WORK TO COMPLETE
Every record must be retyped exactly as it reads.

-- EXTRACTED INFORMATION follows --

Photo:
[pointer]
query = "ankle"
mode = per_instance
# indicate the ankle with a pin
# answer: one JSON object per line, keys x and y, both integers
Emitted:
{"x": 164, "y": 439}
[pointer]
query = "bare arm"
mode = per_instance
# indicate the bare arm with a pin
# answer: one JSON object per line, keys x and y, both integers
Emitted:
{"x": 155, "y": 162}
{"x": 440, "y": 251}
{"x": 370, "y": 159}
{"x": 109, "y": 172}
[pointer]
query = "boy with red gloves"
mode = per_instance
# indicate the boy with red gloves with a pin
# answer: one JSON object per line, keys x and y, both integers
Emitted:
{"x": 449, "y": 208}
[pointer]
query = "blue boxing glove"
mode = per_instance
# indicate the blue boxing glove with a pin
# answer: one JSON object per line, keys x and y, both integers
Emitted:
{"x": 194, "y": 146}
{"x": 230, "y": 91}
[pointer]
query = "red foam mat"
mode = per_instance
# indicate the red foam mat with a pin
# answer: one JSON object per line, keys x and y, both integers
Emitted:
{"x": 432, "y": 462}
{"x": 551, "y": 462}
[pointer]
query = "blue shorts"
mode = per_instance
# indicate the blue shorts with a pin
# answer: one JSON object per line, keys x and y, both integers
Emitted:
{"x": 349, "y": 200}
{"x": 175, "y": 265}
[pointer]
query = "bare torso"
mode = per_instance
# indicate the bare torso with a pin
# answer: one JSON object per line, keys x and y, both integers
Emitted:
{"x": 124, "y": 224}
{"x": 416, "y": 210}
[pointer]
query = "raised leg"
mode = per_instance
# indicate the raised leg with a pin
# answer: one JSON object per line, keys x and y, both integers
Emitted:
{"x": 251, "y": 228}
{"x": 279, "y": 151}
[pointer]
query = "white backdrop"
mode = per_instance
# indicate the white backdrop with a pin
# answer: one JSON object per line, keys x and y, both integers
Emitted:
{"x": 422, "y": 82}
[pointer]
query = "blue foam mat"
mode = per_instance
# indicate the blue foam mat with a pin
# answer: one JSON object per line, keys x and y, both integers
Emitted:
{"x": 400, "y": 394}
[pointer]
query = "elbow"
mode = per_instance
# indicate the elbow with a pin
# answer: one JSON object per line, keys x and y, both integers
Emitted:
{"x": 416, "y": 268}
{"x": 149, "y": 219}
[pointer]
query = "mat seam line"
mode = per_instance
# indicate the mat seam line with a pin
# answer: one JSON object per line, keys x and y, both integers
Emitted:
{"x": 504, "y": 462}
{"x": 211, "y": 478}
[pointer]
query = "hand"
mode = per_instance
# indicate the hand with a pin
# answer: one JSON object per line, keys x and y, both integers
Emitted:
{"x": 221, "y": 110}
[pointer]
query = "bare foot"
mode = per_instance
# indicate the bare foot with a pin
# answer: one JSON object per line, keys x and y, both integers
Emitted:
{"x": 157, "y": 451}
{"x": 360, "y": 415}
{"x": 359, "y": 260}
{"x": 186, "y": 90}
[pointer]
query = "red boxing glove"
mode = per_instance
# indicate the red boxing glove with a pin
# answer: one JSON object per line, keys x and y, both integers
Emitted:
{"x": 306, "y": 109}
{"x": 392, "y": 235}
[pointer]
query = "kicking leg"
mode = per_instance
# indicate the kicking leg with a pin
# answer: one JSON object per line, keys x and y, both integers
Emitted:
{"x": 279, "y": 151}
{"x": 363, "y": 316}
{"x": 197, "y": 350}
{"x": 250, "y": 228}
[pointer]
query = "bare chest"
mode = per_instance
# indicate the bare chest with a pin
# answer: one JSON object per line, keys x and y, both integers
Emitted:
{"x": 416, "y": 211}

-- EXTRACTED INFORMATION concluded --

REPLY
Photo:
[pointer]
query = "ankle"
mode = per_instance
# indicate the ankle with a pin
# answer: one JSON object per line, keys x and y, both integers
Emitted:
{"x": 164, "y": 439}
[pointer]
query = "bare arm"
mode = per_instance
# indicate the bare arm with a pin
# answer: one JSON object per line, keys x and y, both integers
Emitted:
{"x": 155, "y": 162}
{"x": 440, "y": 251}
{"x": 370, "y": 159}
{"x": 109, "y": 172}
[pointer]
query = "boy with red gloves"
mode = per_instance
# indicate the boy with red gloves with a pin
# answer: one JSON object per line, keys x and y, both integers
Emitted:
{"x": 449, "y": 208}
[pointer]
query = "blue boxing glove"
mode = per_instance
# indicate the blue boxing glove with a pin
# answer: one JSON object per line, keys x and y, both integers
Emitted:
{"x": 194, "y": 146}
{"x": 230, "y": 91}
[pointer]
query = "red foam mat"
mode = per_instance
# indicate the red foam mat with a pin
# answer: one JSON object per line, keys x and y, both integers
Emitted:
{"x": 432, "y": 462}
{"x": 551, "y": 462}
[pointer]
query = "blue shorts"
mode = per_instance
# indicate the blue shorts with a pin
# answer: one JSON object per line, keys x and y, both integers
Emitted:
{"x": 349, "y": 200}
{"x": 175, "y": 265}
[pointer]
query = "bare torso"
mode = per_instance
# indicate the bare torso with a pin
# answer: one JSON object per line, keys x and y, both integers
Emitted:
{"x": 124, "y": 224}
{"x": 416, "y": 210}
[pointer]
query = "raised leg"
mode = per_instance
# indicate the raised leg with a pin
# answer: one JSON object per line, keys x and y, both integers
Emitted:
{"x": 251, "y": 228}
{"x": 279, "y": 151}
[pointer]
query = "white backdrop"
mode = per_instance
# indicate the white backdrop with a pin
# answer: one JSON object per line, keys x and y, both integers
Emitted:
{"x": 422, "y": 82}
[pointer]
query = "blue foam mat"
mode = per_instance
# indicate the blue foam mat with a pin
# answer: one JSON object per line, keys x and y, both integers
Emitted:
{"x": 400, "y": 394}
[pointer]
query = "elbow"
mode = per_instance
# indicate the elbow with a pin
# answer: one JSON object per line, keys x and y, both integers
Emitted:
{"x": 416, "y": 268}
{"x": 149, "y": 219}
[pointer]
query = "mat seam line"
mode = per_instance
# indicate the mat seam line with a pin
# answer: one JSON object per line, keys x and y, both integers
Emitted:
{"x": 504, "y": 462}
{"x": 211, "y": 478}
[pointer]
query = "hand"
mode = per_instance
# indicate the hand with a pin
# answer: one JSON object per line, keys x and y, both integers
Emitted:
{"x": 221, "y": 110}
[pointer]
query = "bare foot"
mode = per_instance
# indicate the bare foot with a pin
# answer: one JSON object per line, keys x and y, both integers
Emitted:
{"x": 157, "y": 451}
{"x": 360, "y": 415}
{"x": 359, "y": 260}
{"x": 186, "y": 90}
[pointer]
query = "red boxing glove"
mode = per_instance
# indicate the red boxing glove with a pin
# answer: one JSON object per line, keys x and y, both integers
Emitted:
{"x": 306, "y": 109}
{"x": 392, "y": 235}
[pointer]
query = "kicking leg"
mode = per_instance
# indicate the kicking leg with a pin
# answer: one JSON object per line, keys x and y, both integers
Emitted:
{"x": 279, "y": 151}
{"x": 363, "y": 316}
{"x": 197, "y": 350}
{"x": 250, "y": 228}
[pointer]
query = "bare chest"
mode = per_instance
# indicate the bare chest with a pin
# answer: one JSON object per line, keys x and y, both integers
Emitted:
{"x": 416, "y": 211}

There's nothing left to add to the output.